▸ **Task set**:
[a] Translate this sentence from the passage on generator duty cycle monitoring into Spanish: "The BCM will enter this mode when the interpreted generator output voltage is less than 13.2 V for 45 minutes."
[b] Summarize the passage on generator duty cycle monitoring in two sentences.
[c] Continue the passage on generator duty cycle monitoring from where it stops.

▸ **Extract provided**:

--- START ---

The ECM monitors the generator performance though the generator field duty cycle signal circuit.
The signal is a pulse width modulation (PWM) signal of 128 Hz with a duty cycle of 0-100 percent.
Normal duty cycle is between 5-95 percent.
Between 0-5 percent and 95- 100 percent are for diagnostic purposes. 
The following table shows the commanded duty cycle and output voltage of the generator:
Commanded Duty Cycle Generator Output Voltage
10% 11 V
20% 11.56 V
30% 12.12 V
40% 12.68 V
50% 13.25 V
60% 13.81 V
70% 14.37 V
80% 14.94 V
90% 15.5 V
The generator provides a feedback signal of the generator voltage output through the generator field duty cycle signal circuit to the ECM.
This information is sent to the body control module (BCM).
The signal is PWM signal of 128 Hz with a duty cycle of 0- 100 percent. Normal duty cycle is between 5- 99 percent.
Between 0-5 percent and 100 percent are for diagnostic purposes.

Battery Sulfation Mode
The BCM will enter this mode when the interpreted generator output voltage is less than 13.2 V for 45 minutes.
When this condition exists the BCM will enter Charge Mode for 2-3 minutes.

--- END ---

▸ **Provided data**:
--- START ---

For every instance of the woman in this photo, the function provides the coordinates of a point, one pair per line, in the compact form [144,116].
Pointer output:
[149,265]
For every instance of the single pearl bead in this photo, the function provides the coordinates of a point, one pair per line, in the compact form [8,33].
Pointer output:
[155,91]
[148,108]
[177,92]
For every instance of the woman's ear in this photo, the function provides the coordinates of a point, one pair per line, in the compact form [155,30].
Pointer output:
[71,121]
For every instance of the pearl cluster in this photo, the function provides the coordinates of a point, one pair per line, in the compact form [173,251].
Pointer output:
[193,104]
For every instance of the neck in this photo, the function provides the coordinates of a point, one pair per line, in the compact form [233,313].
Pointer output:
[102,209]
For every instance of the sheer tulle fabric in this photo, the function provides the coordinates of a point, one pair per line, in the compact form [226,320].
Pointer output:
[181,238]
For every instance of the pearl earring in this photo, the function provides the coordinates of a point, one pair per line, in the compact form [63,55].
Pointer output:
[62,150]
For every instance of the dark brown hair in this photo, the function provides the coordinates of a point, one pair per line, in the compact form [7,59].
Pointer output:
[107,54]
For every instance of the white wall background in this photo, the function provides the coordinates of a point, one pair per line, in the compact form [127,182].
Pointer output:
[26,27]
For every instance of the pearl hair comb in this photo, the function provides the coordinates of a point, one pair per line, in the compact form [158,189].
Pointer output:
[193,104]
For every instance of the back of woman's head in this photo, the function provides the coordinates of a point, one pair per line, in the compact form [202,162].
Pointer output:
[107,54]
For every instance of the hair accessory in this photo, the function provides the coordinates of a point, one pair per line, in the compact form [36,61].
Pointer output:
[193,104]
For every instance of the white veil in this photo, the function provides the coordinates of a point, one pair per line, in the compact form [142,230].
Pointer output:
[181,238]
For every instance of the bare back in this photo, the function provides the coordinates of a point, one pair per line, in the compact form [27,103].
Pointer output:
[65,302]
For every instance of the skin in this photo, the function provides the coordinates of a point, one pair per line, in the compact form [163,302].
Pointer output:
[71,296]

--- END ---

▸ **Answers to each task**:
[a] El BCM entrará en este modo cuando el voltaje de salida interpretado del generador sea inferior a 13,2 V durante 45 minutos.

[b] The ECM monitors generator performance through a 128 Hz PWM generator field duty cycle signal, and commanded duty cycles from 10 to 90 percent correspond to generator output voltages from 11 V to 15.5 V. The generator feeds its voltage output back to the ECM, this information is sent to the BCM, and the BCM enters Charge Mode for 2-3 minutes when the interpreted output voltage stays below 13.2 V for 45 minutes.

[c]
The BCM will then determine which mode to enter depending on voltage requirements.

Charge Mode
The BCM will enter Charge Mode when ever one of the following conditions are met.
• The wipers are ON for more than 3 seconds.
• GMLAN (Climate Control Voltage Boost Mode Request) is true, as sensed by the HVAC control head. High speed cooling fan, rear defogger and HVAC high speed blower operation can cause the BCM to enter the Charge Mode.
• The estimated battery temperature is less than 0° C (32°F).
• Battery State of Charge is less than 80 percent.
• Vehicle speed is greater than 145 km/h (90 mph)
• Current sensor fault exists.
• System voltage was determined to be below 12.56 V
When any one of these conditions is met, the system will set targeted generator output voltage to a charging voltage between 13.9-15.5 V, depending on the battery state of charge and estimated battery temperature.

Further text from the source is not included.